Tradition assigns the foundation of the Tower to the Romans. Stukeley, in his account of Stonehenge, states, that "the Tower of London was erected about the time of Constantine the Great:" and Dr. Milles, President of the Society of Antiquaries in 1778, still more broadly asserts, that it "was undoubtedly the capital fortress of the Romans; it

was their treasury as well as their mint;" and he rests his hypothesis on the discovery of some gold coins and a silver ingot, which were dug up on the south-side of the White Tower. One of the coins bore the impress of Honorius, the other two that of his brother Arcadius; and on the ingot were some characters which were read ex offic. Honorii. Its shape reminds us of the ivia, which Croesus offered at Delphi. It was a double wedge, four inches long, and about half as broad, and weighed npwards of eleven ounces. The learned President was assuredly somewhat bold in assuming these antiquities which, as Mr. Bayley observes, were incidental to any part of the Roman city or its suburbs, as positive evidences of his confident assertion: and it does not appear that more certain testimony than this can be found to carry back the origin of any existing part of the fortress, or indeed the existence of any fortress at all, till some years after the Norman Conquest. The structure now known as the White Tower was then built by command of William I. under the superintendance of Gundulph, Bishop of Rochester, the most celebrated military architect of his time.

• [Available data]

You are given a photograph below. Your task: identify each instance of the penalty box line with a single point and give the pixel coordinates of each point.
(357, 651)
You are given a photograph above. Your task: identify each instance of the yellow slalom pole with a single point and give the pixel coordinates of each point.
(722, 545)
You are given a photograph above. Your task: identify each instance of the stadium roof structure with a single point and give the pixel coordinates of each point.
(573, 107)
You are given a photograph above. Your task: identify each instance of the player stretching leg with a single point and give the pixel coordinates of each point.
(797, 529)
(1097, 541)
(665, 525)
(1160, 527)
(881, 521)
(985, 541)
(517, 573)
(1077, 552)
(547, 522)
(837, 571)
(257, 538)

• [Instructions]
1. Answer these questions from the passage on the Tower's origins, giving one answer a line marked the same way:
(a) Who was President of the Society of Antiquaries in 1778?
(b) Whose impress did one of the gold coins bear?
(c) Under whose superintendence was the White Tower built?
2. Extract the lines of the listing starting with the line that contains "of the stadium" and going on through the end of the listing, repeating each line exactly.

• [Answers to each task]
1.
(a) Dr. Milles
(b) Honorius
(c) Gundulph, Bishop of Rochester

2.
You are given a photograph above. Your task: identify each instance of the stadium roof structure with a single point and give the pixel coordinates of each point.
(573, 107)
You are given a photograph above. Your task: identify each instance of the player stretching leg with a single point and give the pixel coordinates of each point.
(797, 529)
(1097, 541)
(665, 525)
(1160, 527)
(881, 521)
(985, 541)
(517, 573)
(1077, 552)
(547, 522)
(837, 571)
(257, 538)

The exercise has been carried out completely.